--- Dataset entries ---
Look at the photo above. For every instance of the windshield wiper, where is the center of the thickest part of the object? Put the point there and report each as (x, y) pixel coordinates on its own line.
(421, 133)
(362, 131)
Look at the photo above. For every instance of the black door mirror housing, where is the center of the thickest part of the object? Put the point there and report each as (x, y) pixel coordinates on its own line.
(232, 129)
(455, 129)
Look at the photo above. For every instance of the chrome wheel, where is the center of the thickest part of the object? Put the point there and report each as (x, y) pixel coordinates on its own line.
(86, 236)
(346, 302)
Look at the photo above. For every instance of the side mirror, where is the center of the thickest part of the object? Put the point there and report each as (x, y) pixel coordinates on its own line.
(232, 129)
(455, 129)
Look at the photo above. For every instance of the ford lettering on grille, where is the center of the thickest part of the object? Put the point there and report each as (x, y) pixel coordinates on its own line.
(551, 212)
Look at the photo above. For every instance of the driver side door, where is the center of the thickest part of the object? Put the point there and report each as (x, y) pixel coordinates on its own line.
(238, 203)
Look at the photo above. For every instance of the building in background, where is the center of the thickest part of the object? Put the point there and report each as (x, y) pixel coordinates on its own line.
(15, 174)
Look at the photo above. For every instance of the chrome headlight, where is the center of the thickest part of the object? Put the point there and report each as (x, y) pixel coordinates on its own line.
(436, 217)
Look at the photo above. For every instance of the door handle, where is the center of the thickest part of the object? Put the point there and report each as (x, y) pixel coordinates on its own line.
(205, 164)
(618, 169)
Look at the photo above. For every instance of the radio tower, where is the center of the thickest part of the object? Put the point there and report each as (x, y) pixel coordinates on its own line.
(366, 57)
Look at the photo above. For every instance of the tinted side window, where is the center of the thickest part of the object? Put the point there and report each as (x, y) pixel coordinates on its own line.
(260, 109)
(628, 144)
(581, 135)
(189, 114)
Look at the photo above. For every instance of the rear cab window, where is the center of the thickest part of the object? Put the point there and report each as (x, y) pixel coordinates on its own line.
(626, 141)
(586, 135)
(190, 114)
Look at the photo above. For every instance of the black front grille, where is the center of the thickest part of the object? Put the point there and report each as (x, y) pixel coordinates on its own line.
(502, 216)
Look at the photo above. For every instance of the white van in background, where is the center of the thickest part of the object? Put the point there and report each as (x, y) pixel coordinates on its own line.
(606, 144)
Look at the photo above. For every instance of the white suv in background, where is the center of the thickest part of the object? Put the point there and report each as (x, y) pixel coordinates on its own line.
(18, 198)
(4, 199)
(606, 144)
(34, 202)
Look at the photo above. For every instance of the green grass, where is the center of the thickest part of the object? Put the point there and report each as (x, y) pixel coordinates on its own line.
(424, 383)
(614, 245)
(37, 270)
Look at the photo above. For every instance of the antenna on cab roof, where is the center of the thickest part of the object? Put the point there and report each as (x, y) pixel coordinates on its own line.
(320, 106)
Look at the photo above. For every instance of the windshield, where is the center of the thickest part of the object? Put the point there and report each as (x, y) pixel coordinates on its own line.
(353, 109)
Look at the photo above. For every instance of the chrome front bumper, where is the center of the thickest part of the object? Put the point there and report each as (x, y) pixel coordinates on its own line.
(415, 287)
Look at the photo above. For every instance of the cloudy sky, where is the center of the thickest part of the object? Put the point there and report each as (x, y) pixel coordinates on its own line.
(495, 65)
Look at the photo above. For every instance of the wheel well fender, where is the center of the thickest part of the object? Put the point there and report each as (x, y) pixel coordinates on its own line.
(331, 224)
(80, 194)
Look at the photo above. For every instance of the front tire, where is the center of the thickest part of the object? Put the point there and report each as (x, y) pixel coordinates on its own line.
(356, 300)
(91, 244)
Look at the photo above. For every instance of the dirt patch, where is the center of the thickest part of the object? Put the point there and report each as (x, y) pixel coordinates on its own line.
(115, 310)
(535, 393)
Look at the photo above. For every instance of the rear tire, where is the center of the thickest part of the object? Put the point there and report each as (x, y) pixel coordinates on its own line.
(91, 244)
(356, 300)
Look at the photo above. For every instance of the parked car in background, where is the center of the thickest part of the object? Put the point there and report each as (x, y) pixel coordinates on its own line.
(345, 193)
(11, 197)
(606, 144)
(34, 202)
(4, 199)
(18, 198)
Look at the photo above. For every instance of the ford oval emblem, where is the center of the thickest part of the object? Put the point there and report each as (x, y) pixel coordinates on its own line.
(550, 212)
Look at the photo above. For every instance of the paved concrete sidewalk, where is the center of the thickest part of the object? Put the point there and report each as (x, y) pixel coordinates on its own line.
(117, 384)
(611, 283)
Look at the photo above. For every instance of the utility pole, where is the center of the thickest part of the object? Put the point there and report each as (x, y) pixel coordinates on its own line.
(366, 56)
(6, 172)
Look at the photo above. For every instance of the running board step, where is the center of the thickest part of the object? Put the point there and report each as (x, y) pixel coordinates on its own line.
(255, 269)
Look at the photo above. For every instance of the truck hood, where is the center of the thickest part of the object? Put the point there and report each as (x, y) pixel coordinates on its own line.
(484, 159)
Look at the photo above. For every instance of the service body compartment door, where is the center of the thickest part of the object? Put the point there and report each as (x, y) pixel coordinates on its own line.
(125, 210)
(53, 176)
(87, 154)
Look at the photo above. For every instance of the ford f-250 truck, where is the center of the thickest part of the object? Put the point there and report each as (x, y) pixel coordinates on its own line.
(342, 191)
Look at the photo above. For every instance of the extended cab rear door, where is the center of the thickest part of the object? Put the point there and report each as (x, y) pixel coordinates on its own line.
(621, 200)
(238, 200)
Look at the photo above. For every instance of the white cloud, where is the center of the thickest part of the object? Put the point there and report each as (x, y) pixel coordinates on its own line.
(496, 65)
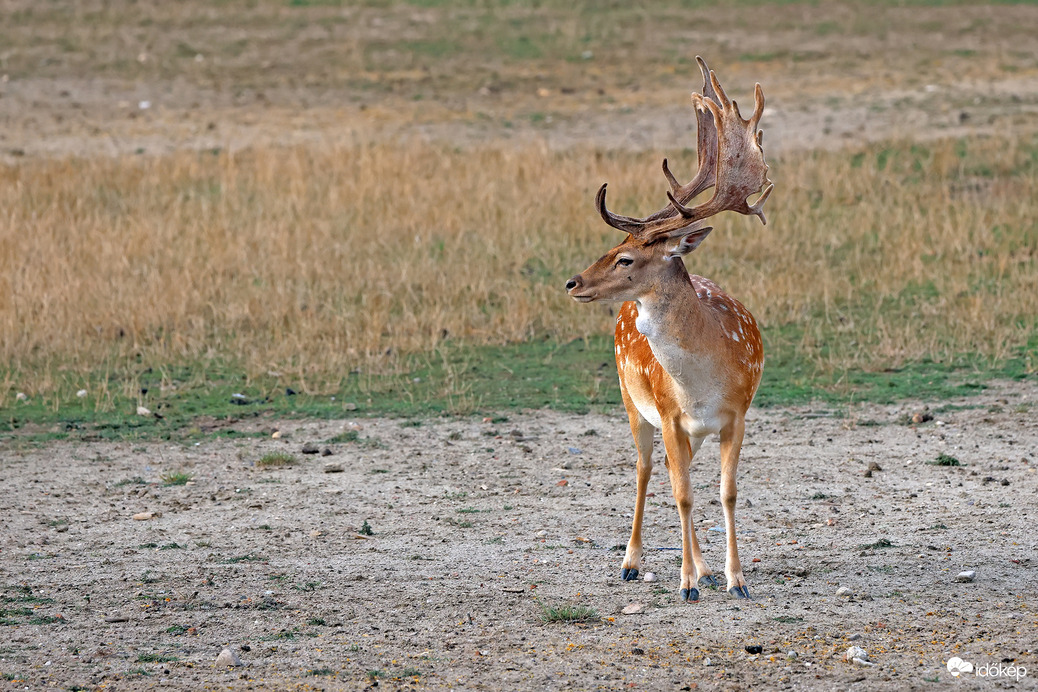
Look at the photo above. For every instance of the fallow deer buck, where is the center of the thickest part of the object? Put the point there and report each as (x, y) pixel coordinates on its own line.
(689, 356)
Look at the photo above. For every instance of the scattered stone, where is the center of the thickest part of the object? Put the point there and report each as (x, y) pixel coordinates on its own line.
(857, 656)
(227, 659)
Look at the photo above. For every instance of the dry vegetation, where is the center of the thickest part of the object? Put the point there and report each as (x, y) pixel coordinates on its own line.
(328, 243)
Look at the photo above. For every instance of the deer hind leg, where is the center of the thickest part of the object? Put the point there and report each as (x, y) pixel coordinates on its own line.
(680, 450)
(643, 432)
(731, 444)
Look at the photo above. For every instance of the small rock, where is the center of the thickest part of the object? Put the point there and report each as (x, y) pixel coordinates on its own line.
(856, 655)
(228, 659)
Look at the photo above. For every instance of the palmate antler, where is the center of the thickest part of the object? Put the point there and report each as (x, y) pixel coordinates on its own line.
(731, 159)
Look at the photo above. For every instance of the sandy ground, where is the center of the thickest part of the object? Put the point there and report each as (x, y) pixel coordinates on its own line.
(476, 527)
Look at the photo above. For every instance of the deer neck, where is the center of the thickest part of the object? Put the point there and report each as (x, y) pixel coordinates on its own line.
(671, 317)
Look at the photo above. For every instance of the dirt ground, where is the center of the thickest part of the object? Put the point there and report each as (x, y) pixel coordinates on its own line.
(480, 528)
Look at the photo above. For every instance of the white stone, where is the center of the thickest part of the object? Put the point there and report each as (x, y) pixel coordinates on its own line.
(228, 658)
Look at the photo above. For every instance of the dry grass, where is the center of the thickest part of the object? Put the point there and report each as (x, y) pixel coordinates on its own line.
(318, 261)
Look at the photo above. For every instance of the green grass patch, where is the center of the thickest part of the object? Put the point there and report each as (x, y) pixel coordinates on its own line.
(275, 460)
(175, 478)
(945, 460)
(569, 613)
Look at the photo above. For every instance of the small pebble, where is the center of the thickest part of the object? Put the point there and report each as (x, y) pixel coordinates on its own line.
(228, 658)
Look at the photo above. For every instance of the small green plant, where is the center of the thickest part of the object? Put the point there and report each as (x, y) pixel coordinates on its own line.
...
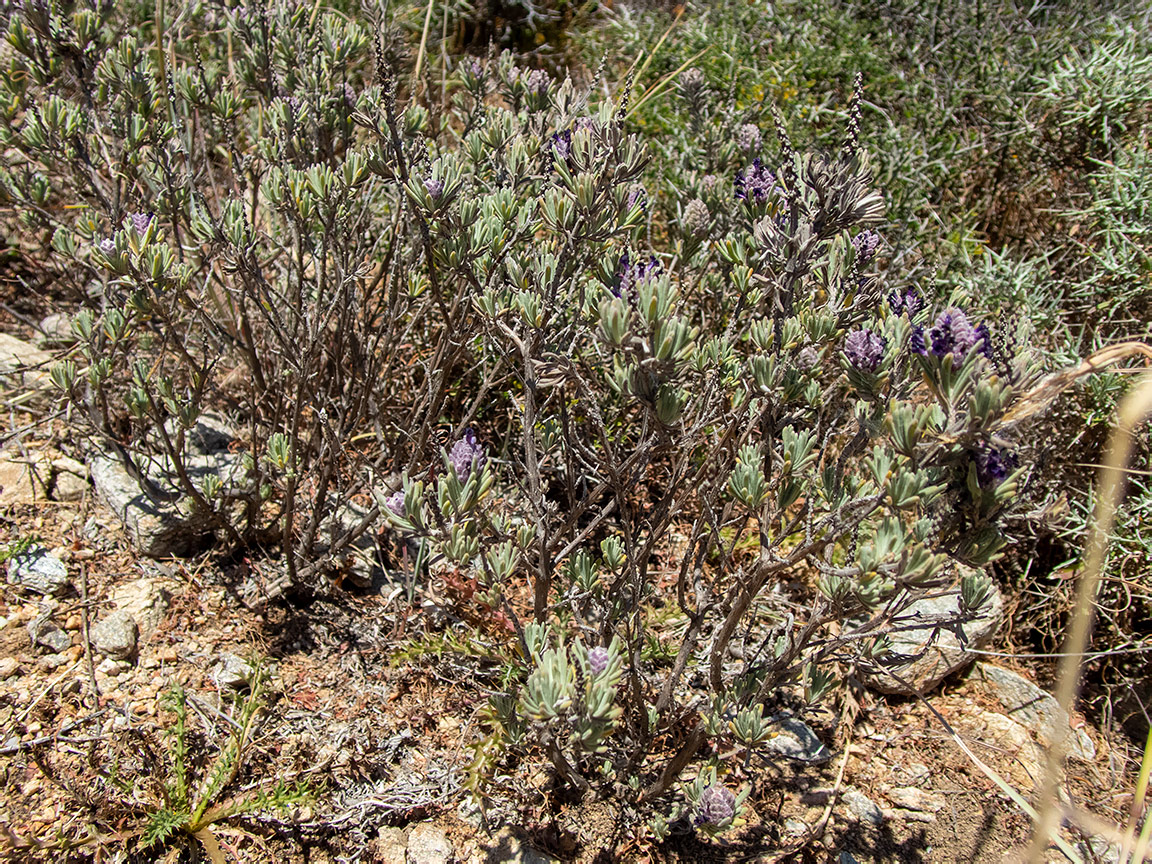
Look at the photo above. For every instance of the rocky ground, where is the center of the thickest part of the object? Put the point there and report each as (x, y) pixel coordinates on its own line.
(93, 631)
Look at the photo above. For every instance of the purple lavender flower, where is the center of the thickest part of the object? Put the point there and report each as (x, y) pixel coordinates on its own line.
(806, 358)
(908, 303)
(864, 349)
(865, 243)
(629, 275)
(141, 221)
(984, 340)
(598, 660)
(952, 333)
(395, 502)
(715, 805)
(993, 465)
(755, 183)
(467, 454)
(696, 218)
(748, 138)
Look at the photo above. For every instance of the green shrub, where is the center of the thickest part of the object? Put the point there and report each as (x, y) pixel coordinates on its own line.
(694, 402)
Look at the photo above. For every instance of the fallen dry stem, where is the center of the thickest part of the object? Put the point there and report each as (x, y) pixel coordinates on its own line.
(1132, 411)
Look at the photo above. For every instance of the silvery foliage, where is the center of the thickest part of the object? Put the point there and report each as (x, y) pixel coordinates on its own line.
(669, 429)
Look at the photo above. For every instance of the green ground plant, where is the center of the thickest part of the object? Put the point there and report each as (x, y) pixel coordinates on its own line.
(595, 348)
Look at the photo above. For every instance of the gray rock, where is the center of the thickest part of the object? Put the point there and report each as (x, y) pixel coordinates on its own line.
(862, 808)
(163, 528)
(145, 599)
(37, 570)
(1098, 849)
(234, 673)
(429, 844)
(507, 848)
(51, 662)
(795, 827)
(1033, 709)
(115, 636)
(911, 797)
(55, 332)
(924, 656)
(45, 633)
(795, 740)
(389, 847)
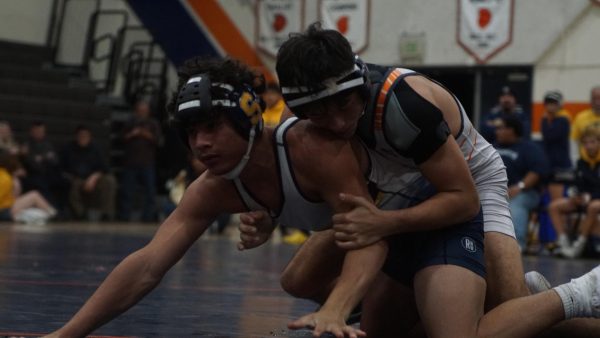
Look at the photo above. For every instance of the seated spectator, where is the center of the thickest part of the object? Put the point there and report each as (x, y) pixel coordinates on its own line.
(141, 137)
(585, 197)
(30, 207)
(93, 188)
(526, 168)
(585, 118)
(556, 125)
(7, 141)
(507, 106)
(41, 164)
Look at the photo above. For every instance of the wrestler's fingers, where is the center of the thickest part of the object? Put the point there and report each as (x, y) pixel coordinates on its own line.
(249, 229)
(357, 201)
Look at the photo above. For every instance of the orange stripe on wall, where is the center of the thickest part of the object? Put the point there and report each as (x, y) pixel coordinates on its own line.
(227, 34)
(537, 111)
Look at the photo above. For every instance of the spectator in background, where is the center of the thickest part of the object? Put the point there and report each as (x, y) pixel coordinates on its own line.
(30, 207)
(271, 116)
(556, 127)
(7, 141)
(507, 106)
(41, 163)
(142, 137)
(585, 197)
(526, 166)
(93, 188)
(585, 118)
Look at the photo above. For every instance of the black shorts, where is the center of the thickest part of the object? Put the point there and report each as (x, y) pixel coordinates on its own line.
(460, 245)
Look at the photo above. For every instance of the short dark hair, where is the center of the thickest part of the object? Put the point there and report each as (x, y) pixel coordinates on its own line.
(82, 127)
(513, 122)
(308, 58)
---
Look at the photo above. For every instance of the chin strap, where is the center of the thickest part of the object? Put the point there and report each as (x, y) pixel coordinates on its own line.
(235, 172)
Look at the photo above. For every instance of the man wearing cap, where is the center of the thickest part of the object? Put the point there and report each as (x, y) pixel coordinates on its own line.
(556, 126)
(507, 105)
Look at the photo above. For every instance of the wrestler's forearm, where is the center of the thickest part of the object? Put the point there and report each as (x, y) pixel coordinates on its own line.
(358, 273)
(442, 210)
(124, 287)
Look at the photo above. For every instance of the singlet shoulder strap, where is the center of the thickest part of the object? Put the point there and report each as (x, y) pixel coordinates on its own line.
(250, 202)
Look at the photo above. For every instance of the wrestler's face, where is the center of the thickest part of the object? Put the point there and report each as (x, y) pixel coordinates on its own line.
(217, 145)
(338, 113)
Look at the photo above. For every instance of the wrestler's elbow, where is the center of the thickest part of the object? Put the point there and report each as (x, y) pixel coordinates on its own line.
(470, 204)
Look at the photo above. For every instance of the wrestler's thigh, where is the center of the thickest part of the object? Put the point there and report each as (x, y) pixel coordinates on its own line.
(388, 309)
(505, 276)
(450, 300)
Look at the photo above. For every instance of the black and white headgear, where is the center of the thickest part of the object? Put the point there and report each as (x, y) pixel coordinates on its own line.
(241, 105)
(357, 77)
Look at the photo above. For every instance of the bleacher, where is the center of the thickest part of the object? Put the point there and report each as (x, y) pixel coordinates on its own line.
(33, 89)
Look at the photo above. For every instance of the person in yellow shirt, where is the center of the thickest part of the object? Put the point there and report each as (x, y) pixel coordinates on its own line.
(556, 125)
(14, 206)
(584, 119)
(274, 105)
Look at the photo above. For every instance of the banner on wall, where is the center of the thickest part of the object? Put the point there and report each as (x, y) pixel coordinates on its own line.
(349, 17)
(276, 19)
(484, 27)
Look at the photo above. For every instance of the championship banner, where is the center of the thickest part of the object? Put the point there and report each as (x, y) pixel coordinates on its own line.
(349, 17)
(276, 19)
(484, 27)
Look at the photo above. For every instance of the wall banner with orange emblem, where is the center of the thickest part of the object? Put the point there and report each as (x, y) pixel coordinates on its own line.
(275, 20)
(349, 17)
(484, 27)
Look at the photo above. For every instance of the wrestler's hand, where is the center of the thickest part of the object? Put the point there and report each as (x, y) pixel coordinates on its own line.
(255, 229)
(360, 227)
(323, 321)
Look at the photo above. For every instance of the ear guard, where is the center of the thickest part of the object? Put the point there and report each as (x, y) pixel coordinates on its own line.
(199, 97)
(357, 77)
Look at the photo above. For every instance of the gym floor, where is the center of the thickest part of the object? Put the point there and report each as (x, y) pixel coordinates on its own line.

--- Exercise details ---
From the records above, retype only the lines starting at the line that contains "small pebble, where" and ending at the line that contains "the small green", both included.

--- Written response ---
Look at the photo above. For every instance of the small pebble, where is the center of the thickest part of the object? Put the point there and report each as (x, y) pixel coordinates on its own line.
(228, 658)
Look at the photo above. For every instance of the small green plant, where is the center of the thickest part of the object? Put the point there and report each as (x, y) pixel coordinates on its own line.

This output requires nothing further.